## WORK ORDER
Retype each record below word for word, pictures excluded.

## Recorded data
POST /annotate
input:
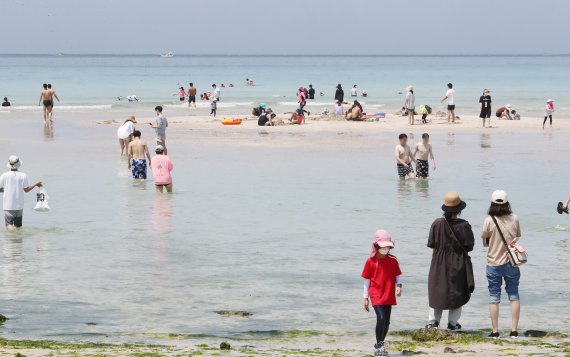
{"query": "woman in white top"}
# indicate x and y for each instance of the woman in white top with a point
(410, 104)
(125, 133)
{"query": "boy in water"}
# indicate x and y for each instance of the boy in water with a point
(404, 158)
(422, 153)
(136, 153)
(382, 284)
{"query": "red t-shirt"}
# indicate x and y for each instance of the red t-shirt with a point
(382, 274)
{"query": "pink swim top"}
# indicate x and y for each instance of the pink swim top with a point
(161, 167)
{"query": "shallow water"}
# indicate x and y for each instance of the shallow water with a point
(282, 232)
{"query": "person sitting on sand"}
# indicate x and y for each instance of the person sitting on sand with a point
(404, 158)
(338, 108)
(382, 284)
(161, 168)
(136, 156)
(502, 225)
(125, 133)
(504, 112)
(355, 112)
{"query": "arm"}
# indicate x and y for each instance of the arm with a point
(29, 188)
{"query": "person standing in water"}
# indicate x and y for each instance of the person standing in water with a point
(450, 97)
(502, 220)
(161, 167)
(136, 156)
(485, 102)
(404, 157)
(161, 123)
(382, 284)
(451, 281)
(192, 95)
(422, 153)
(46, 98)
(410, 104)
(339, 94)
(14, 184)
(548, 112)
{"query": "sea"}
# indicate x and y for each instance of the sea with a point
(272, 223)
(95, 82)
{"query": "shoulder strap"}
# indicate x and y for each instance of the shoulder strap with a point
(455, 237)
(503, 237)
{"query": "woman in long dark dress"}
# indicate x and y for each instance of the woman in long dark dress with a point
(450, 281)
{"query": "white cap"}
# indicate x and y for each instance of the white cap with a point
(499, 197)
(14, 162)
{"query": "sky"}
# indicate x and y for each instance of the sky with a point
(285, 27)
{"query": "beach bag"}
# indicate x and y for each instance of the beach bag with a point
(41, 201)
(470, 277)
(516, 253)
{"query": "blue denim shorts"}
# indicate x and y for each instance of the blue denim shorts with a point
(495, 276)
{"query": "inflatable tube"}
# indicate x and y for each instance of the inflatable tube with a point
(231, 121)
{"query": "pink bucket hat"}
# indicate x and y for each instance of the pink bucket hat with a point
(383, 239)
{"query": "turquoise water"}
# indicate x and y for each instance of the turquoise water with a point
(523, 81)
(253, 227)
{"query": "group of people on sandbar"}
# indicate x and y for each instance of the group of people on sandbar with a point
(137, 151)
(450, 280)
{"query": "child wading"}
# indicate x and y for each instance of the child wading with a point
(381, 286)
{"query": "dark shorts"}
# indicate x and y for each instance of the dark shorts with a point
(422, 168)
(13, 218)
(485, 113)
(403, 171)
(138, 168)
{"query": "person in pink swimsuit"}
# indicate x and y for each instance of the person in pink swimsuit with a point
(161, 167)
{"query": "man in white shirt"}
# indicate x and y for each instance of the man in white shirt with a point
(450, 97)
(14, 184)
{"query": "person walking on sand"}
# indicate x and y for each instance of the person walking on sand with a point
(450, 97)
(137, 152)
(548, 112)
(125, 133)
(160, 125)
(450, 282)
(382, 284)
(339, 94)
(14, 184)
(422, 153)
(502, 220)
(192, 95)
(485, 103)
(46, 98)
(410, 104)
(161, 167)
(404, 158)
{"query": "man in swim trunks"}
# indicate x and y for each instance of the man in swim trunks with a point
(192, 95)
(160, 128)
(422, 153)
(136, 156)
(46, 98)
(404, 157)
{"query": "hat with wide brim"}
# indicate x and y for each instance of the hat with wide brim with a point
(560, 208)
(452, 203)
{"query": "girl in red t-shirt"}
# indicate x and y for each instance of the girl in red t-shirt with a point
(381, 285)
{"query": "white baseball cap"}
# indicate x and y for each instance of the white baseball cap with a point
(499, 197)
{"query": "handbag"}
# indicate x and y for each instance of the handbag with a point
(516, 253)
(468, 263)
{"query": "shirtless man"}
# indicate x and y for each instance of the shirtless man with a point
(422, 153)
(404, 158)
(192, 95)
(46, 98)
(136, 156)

## EXPECTED OUTPUT
POST /annotate
input:
{"query": "woman in white top"}
# indicate x and y for each instance of the woman in white top with a point
(410, 104)
(125, 133)
{"query": "boy in water"}
# indicate x and y for each instance of the boy in water with a point
(404, 158)
(422, 153)
(136, 153)
(382, 284)
{"query": "red t-shirt"}
# indicate x and y for each instance of the red t-shirt with a point
(382, 274)
{"query": "pink swim top"}
# indicate x and y for each instance of the pink swim top with a point
(161, 167)
{"query": "shallow water"}
# indicate x and y for each instance of the shallow water with a point
(282, 232)
{"query": "person sitting on sand"}
# indicate x and y for each instance of the person sitting on sand with a point
(404, 158)
(338, 108)
(382, 284)
(161, 168)
(136, 156)
(502, 225)
(125, 133)
(504, 112)
(355, 112)
{"query": "arm"}
# indicate x and y for each instance of the arm with a point
(29, 188)
{"query": "person standing in water"}
# indicate x and y for each instance of the person standing in water with a point
(450, 97)
(502, 220)
(161, 167)
(136, 156)
(485, 102)
(404, 157)
(161, 123)
(382, 284)
(451, 281)
(192, 95)
(422, 153)
(46, 98)
(410, 104)
(339, 94)
(14, 184)
(548, 112)
{"query": "sea"}
# indicate x and y for each instance of the sea with a point
(272, 223)
(95, 82)
{"query": "shoulder strap"}
# indicate x and y for each instance of the shoulder strap with a point
(455, 237)
(503, 237)
{"query": "woman in long dark dress"}
# indicate x and y for each instance of the woman in long dark dress with a point
(450, 281)
{"query": "white cap"}
# indicate x and y for each instance of the white cap with a point
(499, 197)
(14, 162)
{"query": "sky"}
# indicate x and y for each instance of the sky with a point
(285, 27)
{"query": "beach bag"}
# indicate x and y for each instance of the beach bag with a point
(41, 201)
(470, 277)
(516, 253)
{"query": "blue denim shorts"}
# indicate x and y for each instance of the blue denim shorts with a point
(495, 276)
{"query": "inflatable tube"}
# indicate x and y for each instance of the inflatable tube with a point
(231, 121)
{"query": "pink bucket hat"}
# indicate x and y for each instance of the pink bucket hat with a point
(383, 239)
{"query": "turquoise water"}
# indicate x and y for each instance of the turquoise water with a point
(523, 81)
(253, 227)
{"query": "group of people on sandbar"}
# indicate x and y for each instance of the group of people on sandbar with a point
(137, 151)
(450, 280)
{"query": "child wading"}
# indicate x and y for each instance of the child wading with a point
(381, 286)
{"query": "dark shorts"}
# indicate x and y for each instance of the dark shorts with a point
(422, 168)
(13, 218)
(485, 113)
(403, 171)
(138, 168)
{"query": "person in pink swimsuit"}
# indicate x and y for each instance of the person in pink swimsuit with a point
(161, 167)
{"query": "man in white shirt"}
# indicate x and y for each instance of the man in white shirt with a point
(450, 97)
(14, 184)
{"query": "person walking on sand"}
# indicate x and y for each instance of the person walking on sand with a point
(450, 97)
(137, 152)
(548, 112)
(125, 133)
(160, 125)
(450, 282)
(382, 284)
(339, 94)
(14, 184)
(422, 153)
(502, 220)
(192, 95)
(485, 103)
(46, 98)
(410, 104)
(161, 167)
(404, 158)
{"query": "man in swim trunks"}
# indicate x and y for each instance of the man in swim trunks with a point
(192, 95)
(160, 128)
(422, 153)
(136, 156)
(46, 98)
(404, 157)
{"query": "hat with wide brim"}
# indicate x and y for each instance of the hat with wide brim with a point
(560, 208)
(452, 203)
{"query": "girl in red t-shirt"}
# indicate x and y for each instance of the girl in red t-shirt with a point
(381, 285)
{"query": "white baseball cap"}
# indicate x and y for each instance of the white baseball cap with a point
(499, 197)
{"query": "handbag"}
# indicate x and y for each instance of the handbag with a point
(516, 253)
(468, 263)
{"query": "shirtless man"}
# indicate x and y for each instance of the shirtless man with a point
(422, 153)
(404, 158)
(192, 95)
(46, 98)
(136, 156)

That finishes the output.